▶ **Исходный текст**
====================

«Отрыгну сердце мое слово благо, глаголю аз дела моя цареви: язык мой трость книжника- скорописца».
Вот тут-то и подумаешь, что не записать им было самой большой загвоздкой, а — услышать сердцем это «слово благо», этот тишайший Небесный голос. Но все это, конечно, имеет место только в том случае, если музыка рождается правильным, законным, божественным путем, то есть действительно бьет из неземных источников. Вот и Святослав Теофилович Рихтер отвечал, когда его вопрошали о творчестве и его фортепьянных интерпретациях, отвечал строго и четко, предупреждая инсинуации, что он никакой не творец и не интерпретатор, а только исполнитель того, что написано композитором. За этими словами стоит гораздо больше, чем простая житейская скромность. Рихтер знал, что такое есть — услышать композитора, познать записанное в его предельное глубине, полноте, избытке, в его прикровенной сути.

====================

▶ **Исходные данные**
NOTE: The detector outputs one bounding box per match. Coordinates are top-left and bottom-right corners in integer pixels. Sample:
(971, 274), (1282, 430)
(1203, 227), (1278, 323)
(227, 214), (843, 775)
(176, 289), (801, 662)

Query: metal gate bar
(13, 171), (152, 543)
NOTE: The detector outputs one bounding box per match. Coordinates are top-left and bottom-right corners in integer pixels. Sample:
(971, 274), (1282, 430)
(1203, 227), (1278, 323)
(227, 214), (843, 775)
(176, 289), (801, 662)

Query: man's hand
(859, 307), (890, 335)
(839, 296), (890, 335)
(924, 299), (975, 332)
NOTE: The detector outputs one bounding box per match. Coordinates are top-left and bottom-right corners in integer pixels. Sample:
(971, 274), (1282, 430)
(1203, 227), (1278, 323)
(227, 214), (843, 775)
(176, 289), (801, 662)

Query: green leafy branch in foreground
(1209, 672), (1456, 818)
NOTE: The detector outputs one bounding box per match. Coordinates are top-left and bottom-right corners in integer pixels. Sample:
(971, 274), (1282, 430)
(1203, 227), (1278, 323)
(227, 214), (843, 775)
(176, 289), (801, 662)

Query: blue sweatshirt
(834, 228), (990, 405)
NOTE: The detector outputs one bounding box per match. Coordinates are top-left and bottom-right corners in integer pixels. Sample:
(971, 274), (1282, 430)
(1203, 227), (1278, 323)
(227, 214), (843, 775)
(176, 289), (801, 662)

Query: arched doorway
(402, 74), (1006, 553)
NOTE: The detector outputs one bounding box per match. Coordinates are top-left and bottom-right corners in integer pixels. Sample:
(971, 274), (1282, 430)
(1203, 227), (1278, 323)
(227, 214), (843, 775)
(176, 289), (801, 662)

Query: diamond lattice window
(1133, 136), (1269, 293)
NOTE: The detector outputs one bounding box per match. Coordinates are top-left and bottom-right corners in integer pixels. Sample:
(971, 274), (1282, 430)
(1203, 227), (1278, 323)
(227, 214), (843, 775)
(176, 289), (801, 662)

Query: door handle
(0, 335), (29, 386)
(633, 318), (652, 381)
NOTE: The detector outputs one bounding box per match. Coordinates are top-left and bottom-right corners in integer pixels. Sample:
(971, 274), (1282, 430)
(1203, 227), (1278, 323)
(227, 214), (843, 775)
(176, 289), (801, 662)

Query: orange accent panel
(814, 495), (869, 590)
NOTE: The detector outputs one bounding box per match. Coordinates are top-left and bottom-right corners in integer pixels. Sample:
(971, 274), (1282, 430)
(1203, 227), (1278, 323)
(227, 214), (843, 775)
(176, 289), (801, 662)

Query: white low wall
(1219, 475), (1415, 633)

====================

▶ **Что требуется**
(a) Ответьте на вопросы по тексту о Рихтере.
(i) С чем сравнивается язык в цитате, которой открывается текст?
(ii) Что, согласно тексту, было самой большой загвоздкой?
(iii) Кем называл себя Рихтер, когда его спрашивали о творчестве?
(b) Замените в тексте о Рихтере «исполнитель» на «проводник» и перепишите фрагмент, начав со слов «Вот тут-то и» и закончив словами «его прикровенной сути.».
(c) Продолжите текст о Рихтере с места, где заканчивается его последнее предложение.

▶ **Ответы к заданиям**
(a)
(i) С тростью книжника-скорописца.
(ii) Не записать, а услышать сердцем «слово благо», тишайший Небесный голос.
(iii) Не творцом и не интерпретатором, а только исполнителем того, что написано композитором.

(b)
Вот тут-то и подумаешь, что не записать им было самой большой загвоздкой, а — услышать сердцем это «слово благо», этот тишайший Небесный голос. Но все это, конечно, имеет место только в том случае, если музыка рождается правильным, законным, божественным путем, то есть действительно бьет из неземных источников. Вот и Святослав Теофилович Рихтер отвечал, когда его вопрошали о творчестве и его фортепьянных интерпретациях, отвечал строго и четко, предупреждая инсинуации, что он никакой не творец и не интерпретатор, а только проводник того, что написано композитором. За этими словами стоит гораздо больше, чем простая житейская скромность. Рихтер знал, что такое есть — услышать композитора, познать записанное в его предельное глубине, полноте, избытке, в его прикровенной сути.

(c)
Иными словами, еще одно человеческое ухо (исполнителя) должно включаться в эту чудесную цепь. И оно слушает, это гениальное ухо — сердце скорописца: как сердце скорописца слушает Небесного Автора…
* * *
Спасибо моей матери, научившей меня благодаря этим погружениям в превратности художнических судеб (чем не прообраз житий?) жаждать и стремиться к познанию человека в максимально доступной его глубине, — к молитвенному с ним общению. Ведь познание — это соединение с познаваемым, как сказал кто-то из древних. Но такое познание-соединение возможно только в любви. А истинная любовь — это уже молитва, любовью рожденная, и любовь преумножающая.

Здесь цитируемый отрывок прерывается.